I am interested in doing some survival analysis. Using TCGA data I want to determine if high levels of expression of my favorite gene results in lower survival times in pancreatic cancer patients compared to patients that lowly express my favorite gene.
I have been looking at this for a while now so I realize that there are tutorials and tools, but I am really trying to understand how to do this as a complete workflow starting from the rawest data I can get.
Here are the steps I am taking:
- I am starting from HTSeq-counts RNA-seq data from xenabrowser:
Straight from the source this data is actually partially transformed log2(count + 1), so I reverse this process (x^2 – 1) to get the actual raw counts.
I save only the tumor data and remove the “normal” sample data from this dataset.
I filter out lowly expressed genes by removing genes that have 0 counts in at least 50% of the sample.
I transform the raw counts using the
rlogtransformation in DESeq2.

•••••

# EXERCISE TASKS:
[1] Swap "favorite gene" for "target gene" in the survival-analysis post between "I am interested" and "actual raw counts.", inclusive.
[2] Name each processing step the survival-analysis post applies to the RNA-seq data.
[3] Take the survival-analysis post further, picking up after its final sentence.
The listing that follows comes from a separate source.

•••••

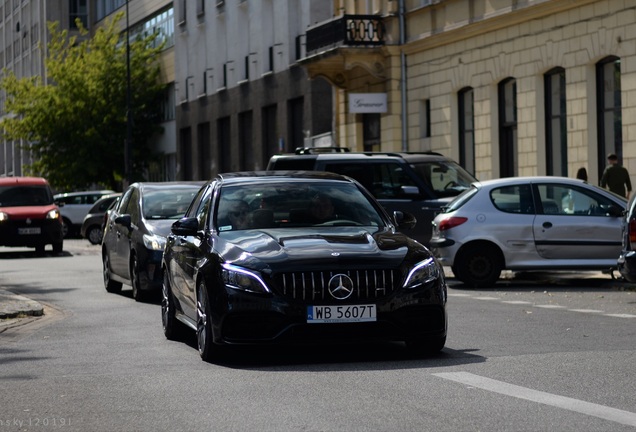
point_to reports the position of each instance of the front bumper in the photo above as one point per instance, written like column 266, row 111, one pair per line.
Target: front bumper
column 244, row 318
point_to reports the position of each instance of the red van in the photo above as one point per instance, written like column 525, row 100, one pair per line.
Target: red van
column 28, row 215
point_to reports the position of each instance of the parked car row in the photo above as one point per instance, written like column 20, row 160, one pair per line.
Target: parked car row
column 135, row 234
column 304, row 254
column 528, row 223
column 74, row 206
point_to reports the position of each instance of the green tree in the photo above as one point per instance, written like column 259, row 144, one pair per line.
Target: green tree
column 76, row 125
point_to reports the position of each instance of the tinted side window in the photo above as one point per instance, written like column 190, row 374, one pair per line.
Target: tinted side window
column 513, row 199
column 383, row 180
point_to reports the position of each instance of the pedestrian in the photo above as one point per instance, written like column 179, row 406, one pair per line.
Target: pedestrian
column 616, row 178
column 581, row 174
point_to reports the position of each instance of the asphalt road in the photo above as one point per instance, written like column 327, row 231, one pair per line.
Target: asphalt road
column 553, row 352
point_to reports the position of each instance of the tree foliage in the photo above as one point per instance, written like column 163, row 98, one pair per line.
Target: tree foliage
column 76, row 123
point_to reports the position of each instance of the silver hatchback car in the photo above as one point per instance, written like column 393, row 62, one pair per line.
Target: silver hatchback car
column 528, row 223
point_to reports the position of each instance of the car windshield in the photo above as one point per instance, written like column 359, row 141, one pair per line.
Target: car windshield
column 445, row 178
column 34, row 195
column 167, row 204
column 294, row 204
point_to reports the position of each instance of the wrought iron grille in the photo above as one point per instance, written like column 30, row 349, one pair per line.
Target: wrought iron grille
column 348, row 30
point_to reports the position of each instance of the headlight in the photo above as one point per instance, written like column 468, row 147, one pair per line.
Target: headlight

•••••

# ANSWER SET:
[1]
I am interested in doing some survival analysis. Using TCGA data I want to determine if high levels of expression of my target gene results in lower survival times in pancreatic cancer patients compared to patients that lowly express my target gene.
I have been looking at this for a while now so I realize that there are tutorials and tools, but I am really trying to understand how to do this as a complete workflow starting from the rawest data I can get.
Here are the steps I am taking:
- I am starting from HTSeq-counts RNA-seq data from xenabrowser:
Straight from the source this data is actually partially transformed log2(count + 1), so I reverse this process (x^2 – 1) to get the actual raw counts.

[2]
- Reversing the log2(count + 1) transformation to recover raw counts
- Keeping only the tumor data and removing the "normal" sample data
- Filtering out lowly expressed genes, removing those with 0 counts in at least 50% of the samples
- Transforming the raw counts with the rlog transformation in DESeq2

[3]
From here I divide the
rlogtransformed counts by tertiles according to the expression of my favorite gene. I am designating the lower tertile of patients as “low expression of my favorite gene” and the upper tertile as “high expression of my favorite gene”.
I then plan to do cox regression using the coding from step six to bin my samples into low and high gene expressing subpopulations. At this point I am not as worried about the cox regression, I am more looking for feedback on my first few steps of data processing/transformation.
Are there any glaring flaws?
Thank you in advance for anyone that took the time to read this.